5.3 Gradients of Vector-Valued Functions
In previous sections, we studied gradients of scalar functions \(f: \mathbb{R}^n \to \mathbb{R}\). We now generalize to vector-valued functions \(\mathbf{f}: \mathbb{R}^n \to \mathbb{R}^m\), where \(m > 1\).
Definition 5.7 A vector valued function \(\mathbf{f}:\mathbb{R}^n \rightarrow \mathbb{R}^m\) can be written as: \[ \mathbf{f}(\mathbf{x}) = \begin{bmatrix} f_1(\mathbf{x}) \\ \vdots \\ f_m(\mathbf{x}) \end{bmatrix} \in \mathbb{R}^m \] where each \(f_i: \mathbb{R}^n \to \mathbb{R}\).
Example 5.8 Define the function \[ \mathbf{r}(t) = \begin{bmatrix} \cos t \\ \sin t \end{bmatrix}, \quad t \in \mathbb{R}. \] Each input \(t\) produces a 2D vector. This function traces out the unit circle in \(\mathbb{R}^2\).
Example 5.9 Define \[ \mathbf{r}(t) = \begin{bmatrix} t \\ t^2 \\ e^t \end{bmatrix}. \] The input is a scalar \(t\). The output is a vector in \(\mathbb{R}^3\). Each component is an ordinary real-valued function.
Definition 5.8
- The Jacobian collects all first-order partial derivatives of \(\mathbf{f}\): \[ \mathbf{J} = \nabla_x \mathbf{f} = \frac{d\mathbf{f}(\mathbf{x})}{d\mathbf{x}} = \begin{bmatrix} \frac{\partial f_1}{\partial x_1} & \cdots & \frac{\partial f_1}{\partial x_n} \\ \vdots & \ddots & \vdots \\ \frac{\partial f_m}{\partial x_1} & \cdots & \frac{\partial f_m}{\partial x_n} \end{bmatrix} \in \mathbb{R}^{m \times n} \]
Each element \(\mathbf{J}(i, j) = \frac{\partial f_i}{\partial x_j}\) gives the rate of change of the \(i^{th}\) output with respect to the \(j^{th}\) input.
Example 5.10 Consider the vector-valued function
\[
\mathbf{f} : \mathbb{R}^2 \to \mathbb{R}^3
\]
defined by
\[
\mathbf{f}(x,y) =
\begin{bmatrix}
x^2 + y \\
xy \\
\sin x
\end{bmatrix}.

* * * * * * * * *

#### WORK TASK 1
In the section on gradients of vector-valued functions, what does the Jacobian entry in row i and column j represent, and why?
#### WORK TASK 2
Continue the section on gradients of vector-valued functions from the point where it stops.

#### GIVEN RECORDS
* * * * * * * * *

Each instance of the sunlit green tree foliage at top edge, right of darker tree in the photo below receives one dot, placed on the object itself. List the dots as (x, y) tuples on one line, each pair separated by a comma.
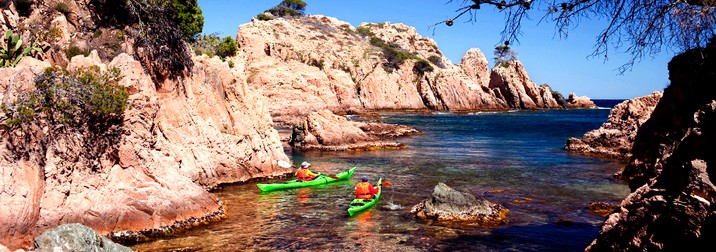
[(189, 17)]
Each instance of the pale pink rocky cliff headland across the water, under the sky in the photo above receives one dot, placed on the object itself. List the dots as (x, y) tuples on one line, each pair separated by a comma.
[(300, 65)]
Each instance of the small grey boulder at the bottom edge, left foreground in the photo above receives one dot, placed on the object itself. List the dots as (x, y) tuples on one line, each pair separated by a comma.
[(75, 237)]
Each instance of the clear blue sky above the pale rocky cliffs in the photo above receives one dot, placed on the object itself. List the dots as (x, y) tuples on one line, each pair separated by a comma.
[(562, 63)]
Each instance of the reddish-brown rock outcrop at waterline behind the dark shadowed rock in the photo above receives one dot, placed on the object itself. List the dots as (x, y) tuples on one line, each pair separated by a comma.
[(615, 137)]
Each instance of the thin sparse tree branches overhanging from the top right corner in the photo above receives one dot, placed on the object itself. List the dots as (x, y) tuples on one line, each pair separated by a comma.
[(642, 28)]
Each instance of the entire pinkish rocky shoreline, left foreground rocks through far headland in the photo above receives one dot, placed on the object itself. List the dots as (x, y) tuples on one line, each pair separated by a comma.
[(180, 137)]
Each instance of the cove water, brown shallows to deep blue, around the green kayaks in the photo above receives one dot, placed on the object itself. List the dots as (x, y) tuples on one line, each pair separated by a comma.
[(515, 159)]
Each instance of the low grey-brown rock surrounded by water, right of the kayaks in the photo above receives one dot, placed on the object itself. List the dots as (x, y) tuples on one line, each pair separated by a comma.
[(447, 204)]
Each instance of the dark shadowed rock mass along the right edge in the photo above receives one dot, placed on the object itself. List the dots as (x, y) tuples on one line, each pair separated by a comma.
[(670, 171)]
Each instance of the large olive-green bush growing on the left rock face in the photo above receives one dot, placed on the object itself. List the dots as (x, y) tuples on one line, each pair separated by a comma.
[(86, 105)]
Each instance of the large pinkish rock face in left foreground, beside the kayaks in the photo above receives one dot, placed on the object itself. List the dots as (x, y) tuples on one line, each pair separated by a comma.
[(178, 140)]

* * * * * * * * *

#### EXERCISE ANSWER 1
That entry is the partial derivative of the i-th component function with respect to the j-th input variable. It therefore gives the rate of change of the i-th output with respect to the j-th input.

#### EXERCISE ANSWER 2
\]
The partial derivatives are:
- \(f_1(x,y) = x^2 + y\) \[ \frac{\partial f_1}{\partial x} = 2x, \quad \frac{\partial f_1}{\partial y} = 1 \]
- \(f_2(x,y) = xy\) \[ \frac{\partial f_2}{\partial x} = y, \quad \frac{\partial f_2}{\partial y} = x \]
- \(f_3(x,y) = \sin x\) \[ \frac{\partial f_3}{\partial x} = \cos x, \quad \frac{\partial f_3}{\partial y} = 0 \]
Thus, the Jacobian for \(\mathbf{f}\) is \[ \mathbf{J}_{\mathbf{f}}(x,y) = \begin{bmatrix} 2x & 1 \\ y & x \\ \cos x & 0 \end{bmatrix}. \]
This book adopts the numerator layout:
The derivative \(\frac{d\mathbf{f}}{d\mathbf{x}}\) is an \(m \times n\) matrix — rows correspond to function outputs, columns to input variables.
The Jacobian determinant \(|\det(\mathbf{J})|\) represents how a transformation scales areas or volumes. For example, a mapping with \(|\det(\mathbf{J})| = 3\) triples the area (or volume) of a region. This property becomes important in probability (e.g., change of variables in Section 6.7).
For linear mappings, such as \(y = \mathbf{\mathbf{J}}\mathbf{x}\), the Jacobian is simply the transformation matrix \(\mathbf{J}\). For nonlinear mappings, the Jacobian provides a local linear approximation around a point.
Example 5.11 Given \(\mathbf{f}(\mathbf{x}) = \mathbf{A}\mathbf{x}\), where \(\mathbf{A} \in \mathbb{R}^{M \times N}\) and \(\mathbf{x} \in \mathbb{R}^N\): \[ \frac{d\mathbf{f}}{d\mathbf{x}} = \mathbf{A} \] since each element \(\frac{\partial f_i}{\partial x_j} = A_{ij}\).
Definition 5.9 For compositions \(h(t) = f(\mathbf{g}(t))\) with \(f: \mathbb{R}^2 \to \mathbb{R}\) and \(\mathbf{g}: \mathbb{R} \to \mathbb{R}^2\), the chain rule generalizes to: \[ \frac{dh}{dt} = \frac{\partial f}{\partial \mathbf{g}} \frac{\partial \mathbf{g}}{\partial t} \] where matrix multiplication replaces scalar multiplication in the standard chain rule.
Example 5.12 Let
\[
\mathbf{g} : \mathbb{R} \to \mathbb{R}^2
\quad \text{and} \quad
f : \mathbb{R}^2 \to \mathbb{R}
\]
be defined by
\[
\mathbf{g}(t) =
\begin{bmatrix}
t^2 \\
\sin t
\end{bmatrix},
\qquad
f(x,y) = x y.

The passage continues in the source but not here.